Exercise directions = Please reproduce every line of the material below, from the line with "Target: blue blanket" through the end, offsetting each coordinate in the answers by 99 and leaving out the pictures.

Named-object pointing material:
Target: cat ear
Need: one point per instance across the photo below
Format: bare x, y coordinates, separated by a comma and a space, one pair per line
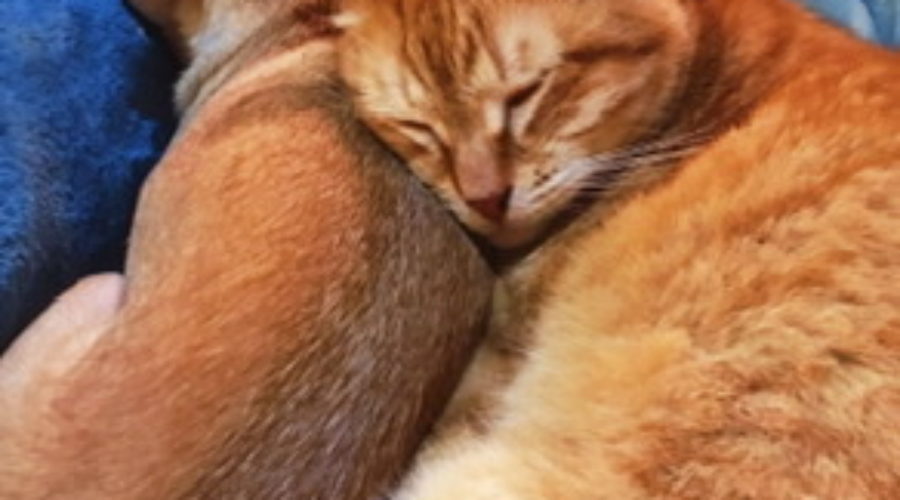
179, 20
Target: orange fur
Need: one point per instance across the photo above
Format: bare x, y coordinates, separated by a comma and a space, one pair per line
725, 326
280, 335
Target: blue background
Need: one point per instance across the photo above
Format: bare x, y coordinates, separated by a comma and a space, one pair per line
85, 112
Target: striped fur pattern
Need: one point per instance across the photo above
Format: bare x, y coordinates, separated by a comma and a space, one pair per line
721, 319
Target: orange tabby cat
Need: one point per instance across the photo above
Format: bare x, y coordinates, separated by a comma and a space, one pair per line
723, 320
279, 336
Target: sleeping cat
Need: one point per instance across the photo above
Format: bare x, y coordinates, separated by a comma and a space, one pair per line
714, 310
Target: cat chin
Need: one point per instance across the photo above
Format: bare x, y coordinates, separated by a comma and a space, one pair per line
512, 236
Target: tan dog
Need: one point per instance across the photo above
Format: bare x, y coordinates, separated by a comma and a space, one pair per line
297, 308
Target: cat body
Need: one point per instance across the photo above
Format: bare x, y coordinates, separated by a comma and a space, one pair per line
723, 320
277, 337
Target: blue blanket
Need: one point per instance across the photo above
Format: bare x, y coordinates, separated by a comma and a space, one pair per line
84, 113
876, 20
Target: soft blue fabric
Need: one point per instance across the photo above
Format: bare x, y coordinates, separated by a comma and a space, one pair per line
876, 20
84, 113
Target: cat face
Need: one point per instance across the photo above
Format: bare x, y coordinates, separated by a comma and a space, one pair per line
502, 105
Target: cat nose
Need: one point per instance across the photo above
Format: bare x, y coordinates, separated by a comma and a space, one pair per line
494, 206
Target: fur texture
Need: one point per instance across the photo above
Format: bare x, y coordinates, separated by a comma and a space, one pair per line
74, 149
721, 323
279, 337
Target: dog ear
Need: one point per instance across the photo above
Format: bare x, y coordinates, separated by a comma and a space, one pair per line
179, 20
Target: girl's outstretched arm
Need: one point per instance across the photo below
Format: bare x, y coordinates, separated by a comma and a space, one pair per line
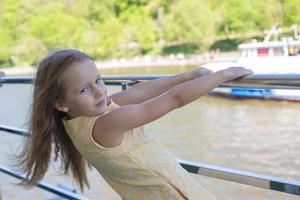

Solved exercise =
Target: blue blanket
Need: one point per instance across the photo above
Format: bare x, y coordinates, separated by a comma and a space, one pair per line
183, 212
975, 119
Target: soft blue fabric
Need: one point per instance across the photo above
Format: bare x, y coordinates, separated by a comma and a space, one pair per line
975, 119
183, 212
Target: cat face
Need: one point per instance across the photo above
Format: bare x, y coordinates, separated by a comma and a space, one pair per line
601, 204
Target: cat nose
Need: one point per instance across the photo above
Format: bare x, y coordinates, separated by a comma and a space, one pair per line
593, 305
Target: fur texture
Need: one point per instance across the photo above
Format: bare x, y coordinates, separated by a comma and a space, one pair per line
173, 248
820, 422
378, 436
Target: dog ear
Need: one point per instance across the photo above
Format: bare x, y coordinates, separated by a comma and a space, one pair per line
278, 119
Target: girl's outstretched arm
Need: one point per instance across the photo below
Format: bare x, y coordinates, separated by a comma and a space, one pair per line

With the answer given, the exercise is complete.